▸ **DIRECTION A**
Collect every line of the listing that contains the string "carport".

* start TEXT TO READ *

Book review: Revolutionary Social Change in Colombia

On Sept. 23 military sources in Colombia reported the murder of Jorge Briceño, aka Mono Jojoy, one of the members of the FARC secretariat. Amidst all the celebratory propaganda statements issued by the U.S. State Department and Colombian president Juan Manuel Santos about their claim they are defeating the “terrorists,” it is important for communists and progressives to revisit the class struggle in Colombia that gave birth to the FARC. What are the class interests of the FARC and why have the Colombian ruling class and their imperialist backers been unable to destroy the popular guerrilla army after 45 years of systemic repression? 

Jorge Briceno aka Mono Jojoy
Jorge ‘Mono Jojoy’ Briceño presente!

With five years of field study in FARC-controlled territory, Professor James J. Brittain of Acadia University in Nova Scotia, Canada, has just published Revolutionary Social Change in Colombia: The Origin and Direction of the FARC-EP, a book which sets out to dispel the ruling class’s myths about the popular guerrilla army. Brittain takes on all of the propaganda used to discredit the FARC, explaining that they are not a terrorist organization but rather a people’s army that is born out of the deep social contradictions that exist in Colombian society. Guided by Marxism-Leninism, the FARC is working to liberate Colombia’s land and resources from the grip of a minority ruling class and U.S. imperialism.

Roots of the FARC

The FARC emerged out of a time period known in Colombia as “La Violencia.” In 1948 liberal presidential candidate Jorge Eliecer Gaitán was murdered by the right wing because of his aspirations to implement reforms for the poor. Gaitán’s assassination set in motion a wave of violence against anti-imperialist, leftwing forces, forcing many Colombian revolutionaries to go underground.

* end TEXT TO READ *
* start ENTRIES PROVIDED *

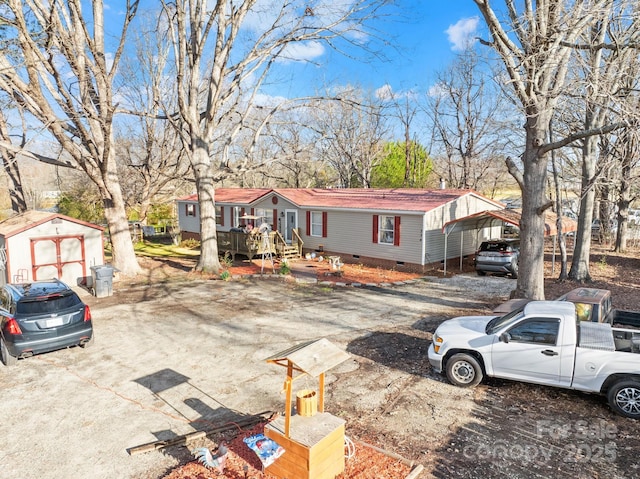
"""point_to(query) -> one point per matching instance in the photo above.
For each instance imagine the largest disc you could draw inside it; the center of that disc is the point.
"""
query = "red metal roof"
(400, 199)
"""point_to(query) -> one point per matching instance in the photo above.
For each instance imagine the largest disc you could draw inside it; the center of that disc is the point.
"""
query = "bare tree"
(352, 134)
(467, 115)
(10, 164)
(627, 154)
(61, 73)
(536, 44)
(150, 153)
(602, 75)
(221, 64)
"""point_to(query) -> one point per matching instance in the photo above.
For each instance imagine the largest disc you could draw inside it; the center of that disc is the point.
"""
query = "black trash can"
(102, 277)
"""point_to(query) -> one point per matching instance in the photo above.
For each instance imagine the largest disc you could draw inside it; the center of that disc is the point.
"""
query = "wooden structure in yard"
(248, 244)
(314, 444)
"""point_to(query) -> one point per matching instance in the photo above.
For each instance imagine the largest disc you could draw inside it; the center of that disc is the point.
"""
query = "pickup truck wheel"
(464, 370)
(624, 398)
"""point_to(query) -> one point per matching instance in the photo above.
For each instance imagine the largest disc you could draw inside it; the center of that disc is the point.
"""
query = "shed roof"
(486, 219)
(398, 199)
(29, 219)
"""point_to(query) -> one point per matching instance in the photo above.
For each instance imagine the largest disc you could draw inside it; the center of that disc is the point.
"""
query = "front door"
(291, 222)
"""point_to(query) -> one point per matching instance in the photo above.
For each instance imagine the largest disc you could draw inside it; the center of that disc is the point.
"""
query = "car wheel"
(86, 344)
(624, 398)
(7, 359)
(464, 370)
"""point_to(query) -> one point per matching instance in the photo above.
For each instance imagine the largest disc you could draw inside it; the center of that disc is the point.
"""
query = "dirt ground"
(174, 356)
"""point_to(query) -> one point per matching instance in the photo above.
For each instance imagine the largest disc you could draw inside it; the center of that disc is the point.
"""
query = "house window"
(266, 216)
(237, 213)
(387, 229)
(219, 216)
(316, 223)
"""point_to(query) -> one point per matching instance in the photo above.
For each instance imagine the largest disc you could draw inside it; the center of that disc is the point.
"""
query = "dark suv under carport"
(498, 256)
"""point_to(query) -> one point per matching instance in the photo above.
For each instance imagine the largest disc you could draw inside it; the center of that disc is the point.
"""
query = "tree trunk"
(559, 230)
(124, 257)
(531, 272)
(16, 193)
(582, 249)
(209, 261)
(624, 201)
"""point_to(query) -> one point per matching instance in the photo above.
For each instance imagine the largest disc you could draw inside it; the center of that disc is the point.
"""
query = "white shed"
(43, 245)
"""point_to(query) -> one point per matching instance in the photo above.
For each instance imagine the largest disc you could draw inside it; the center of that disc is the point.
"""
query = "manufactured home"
(398, 228)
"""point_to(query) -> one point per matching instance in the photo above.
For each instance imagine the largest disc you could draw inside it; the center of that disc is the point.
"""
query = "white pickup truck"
(541, 343)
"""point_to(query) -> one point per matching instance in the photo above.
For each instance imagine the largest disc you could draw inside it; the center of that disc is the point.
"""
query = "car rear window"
(495, 247)
(48, 304)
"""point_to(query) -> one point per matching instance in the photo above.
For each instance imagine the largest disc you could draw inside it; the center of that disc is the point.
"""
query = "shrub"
(190, 243)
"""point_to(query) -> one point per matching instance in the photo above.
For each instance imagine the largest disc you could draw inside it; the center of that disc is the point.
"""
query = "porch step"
(289, 251)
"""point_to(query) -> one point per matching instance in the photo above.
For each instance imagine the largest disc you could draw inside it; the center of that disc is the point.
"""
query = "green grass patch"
(164, 250)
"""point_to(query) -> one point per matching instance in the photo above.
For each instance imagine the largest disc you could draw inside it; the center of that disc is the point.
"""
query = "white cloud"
(385, 92)
(436, 91)
(302, 51)
(462, 34)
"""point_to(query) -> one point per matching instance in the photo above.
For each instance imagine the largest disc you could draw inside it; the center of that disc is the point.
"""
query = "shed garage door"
(61, 257)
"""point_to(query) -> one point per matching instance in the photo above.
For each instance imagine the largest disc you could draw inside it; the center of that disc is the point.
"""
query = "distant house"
(387, 227)
(42, 245)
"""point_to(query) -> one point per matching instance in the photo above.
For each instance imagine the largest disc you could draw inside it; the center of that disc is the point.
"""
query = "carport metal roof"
(491, 218)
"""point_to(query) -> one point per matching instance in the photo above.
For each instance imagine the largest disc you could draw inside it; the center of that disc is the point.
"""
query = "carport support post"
(288, 388)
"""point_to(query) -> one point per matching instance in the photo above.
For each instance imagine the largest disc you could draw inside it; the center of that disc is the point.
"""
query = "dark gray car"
(39, 317)
(498, 256)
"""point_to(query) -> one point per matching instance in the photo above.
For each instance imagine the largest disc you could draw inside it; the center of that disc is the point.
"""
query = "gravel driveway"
(172, 358)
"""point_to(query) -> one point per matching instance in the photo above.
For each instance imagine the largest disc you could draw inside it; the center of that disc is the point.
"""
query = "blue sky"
(422, 34)
(424, 37)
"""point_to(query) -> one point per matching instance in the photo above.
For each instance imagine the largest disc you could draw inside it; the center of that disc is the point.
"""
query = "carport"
(496, 218)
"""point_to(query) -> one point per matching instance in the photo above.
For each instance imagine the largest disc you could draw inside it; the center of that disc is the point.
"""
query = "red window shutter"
(324, 224)
(375, 228)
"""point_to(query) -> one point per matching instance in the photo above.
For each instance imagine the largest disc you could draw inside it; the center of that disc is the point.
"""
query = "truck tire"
(624, 398)
(514, 270)
(464, 370)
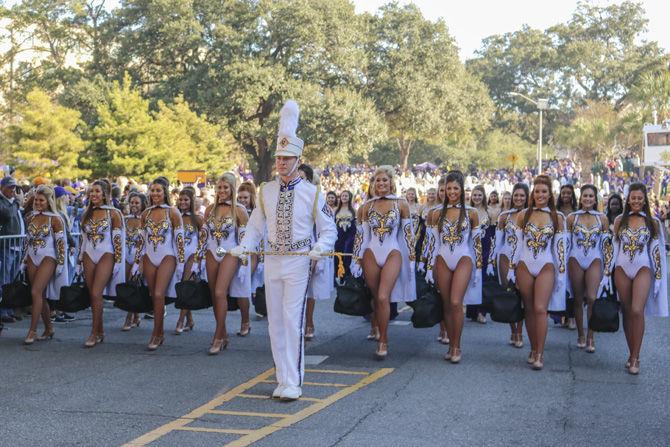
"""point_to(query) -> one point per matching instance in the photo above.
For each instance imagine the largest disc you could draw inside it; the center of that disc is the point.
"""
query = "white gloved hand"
(604, 286)
(511, 277)
(316, 253)
(237, 251)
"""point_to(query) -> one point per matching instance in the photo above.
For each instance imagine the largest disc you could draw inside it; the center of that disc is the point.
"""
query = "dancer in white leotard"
(225, 224)
(589, 231)
(46, 246)
(454, 259)
(538, 264)
(386, 245)
(640, 271)
(192, 226)
(501, 249)
(101, 252)
(137, 203)
(162, 253)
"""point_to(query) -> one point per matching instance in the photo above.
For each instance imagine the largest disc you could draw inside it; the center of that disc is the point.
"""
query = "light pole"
(541, 104)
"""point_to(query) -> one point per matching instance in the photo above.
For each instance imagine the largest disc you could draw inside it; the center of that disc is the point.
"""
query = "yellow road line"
(225, 431)
(249, 413)
(336, 385)
(260, 396)
(198, 412)
(305, 413)
(331, 371)
(250, 436)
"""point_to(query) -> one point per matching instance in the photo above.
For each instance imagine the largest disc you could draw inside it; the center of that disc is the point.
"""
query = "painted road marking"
(283, 420)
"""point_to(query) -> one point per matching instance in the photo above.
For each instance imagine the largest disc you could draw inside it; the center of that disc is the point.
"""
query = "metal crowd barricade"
(12, 252)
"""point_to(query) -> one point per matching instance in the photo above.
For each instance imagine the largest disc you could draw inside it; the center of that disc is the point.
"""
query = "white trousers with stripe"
(286, 280)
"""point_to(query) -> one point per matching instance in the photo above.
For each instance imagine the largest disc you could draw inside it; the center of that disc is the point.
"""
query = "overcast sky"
(470, 21)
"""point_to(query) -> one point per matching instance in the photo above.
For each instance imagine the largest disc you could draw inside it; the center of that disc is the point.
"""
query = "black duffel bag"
(16, 293)
(605, 313)
(506, 304)
(353, 298)
(427, 309)
(260, 305)
(74, 297)
(133, 296)
(193, 294)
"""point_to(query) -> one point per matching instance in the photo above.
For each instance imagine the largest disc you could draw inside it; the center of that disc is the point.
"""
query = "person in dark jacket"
(11, 224)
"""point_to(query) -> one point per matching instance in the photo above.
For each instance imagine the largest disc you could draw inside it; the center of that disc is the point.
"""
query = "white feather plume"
(288, 118)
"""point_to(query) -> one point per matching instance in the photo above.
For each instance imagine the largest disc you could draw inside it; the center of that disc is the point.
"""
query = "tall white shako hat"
(288, 144)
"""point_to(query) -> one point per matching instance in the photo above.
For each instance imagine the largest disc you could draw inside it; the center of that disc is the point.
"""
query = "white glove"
(316, 253)
(237, 251)
(511, 276)
(604, 286)
(355, 268)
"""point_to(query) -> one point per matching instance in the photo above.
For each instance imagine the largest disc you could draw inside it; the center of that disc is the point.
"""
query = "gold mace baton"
(220, 251)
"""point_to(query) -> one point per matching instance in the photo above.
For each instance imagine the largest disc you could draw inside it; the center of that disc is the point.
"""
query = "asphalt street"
(56, 393)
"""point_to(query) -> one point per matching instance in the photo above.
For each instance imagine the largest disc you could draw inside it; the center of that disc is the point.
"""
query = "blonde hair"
(231, 180)
(390, 173)
(48, 193)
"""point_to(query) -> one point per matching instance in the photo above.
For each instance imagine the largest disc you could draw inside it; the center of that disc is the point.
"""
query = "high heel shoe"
(634, 368)
(538, 364)
(246, 328)
(128, 324)
(47, 335)
(30, 338)
(590, 345)
(93, 340)
(374, 334)
(456, 355)
(382, 351)
(217, 346)
(154, 343)
(518, 343)
(581, 342)
(531, 358)
(309, 333)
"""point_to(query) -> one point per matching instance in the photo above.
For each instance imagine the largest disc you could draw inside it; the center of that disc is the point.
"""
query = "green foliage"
(45, 141)
(417, 81)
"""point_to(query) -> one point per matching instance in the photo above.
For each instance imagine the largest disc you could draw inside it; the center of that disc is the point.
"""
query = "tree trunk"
(405, 146)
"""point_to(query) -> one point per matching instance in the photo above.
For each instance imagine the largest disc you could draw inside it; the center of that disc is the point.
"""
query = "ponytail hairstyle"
(188, 192)
(390, 173)
(543, 179)
(143, 200)
(231, 180)
(48, 193)
(162, 181)
(453, 176)
(648, 220)
(481, 189)
(595, 194)
(525, 190)
(106, 188)
(573, 200)
(251, 189)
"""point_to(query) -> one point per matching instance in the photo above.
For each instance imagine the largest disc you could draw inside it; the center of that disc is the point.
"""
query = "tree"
(417, 81)
(238, 61)
(45, 141)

* end ENTRIES PROVIDED *

▸ **DIRECTION B**
Summarize the book review in three sentences.

▸ **COMPLETE ANSWER A**
query = "dark suv under carport"
query = "carport metal roof"
query = "carport support post"
query = "carport"

▸ **COMPLETE ANSWER B**
After military sources reported the murder of FARC secretariat member Jorge Briceño, the review argues that communists and progressives should revisit the class struggle in Colombia that gave birth to the FARC. It presents James J. Brittain's book Revolutionary Social Change in Colombia, based on five years of field study in FARC-controlled territory, as arguing that the FARC is not a terrorist organization but a people's army born of Colombia's deep social contradictions. The review traces the FARC's roots to "La Violencia," the wave of violence against leftwing forces that followed the 1948 murder of liberal presidential candidate Jorge Eliecer Gaitán.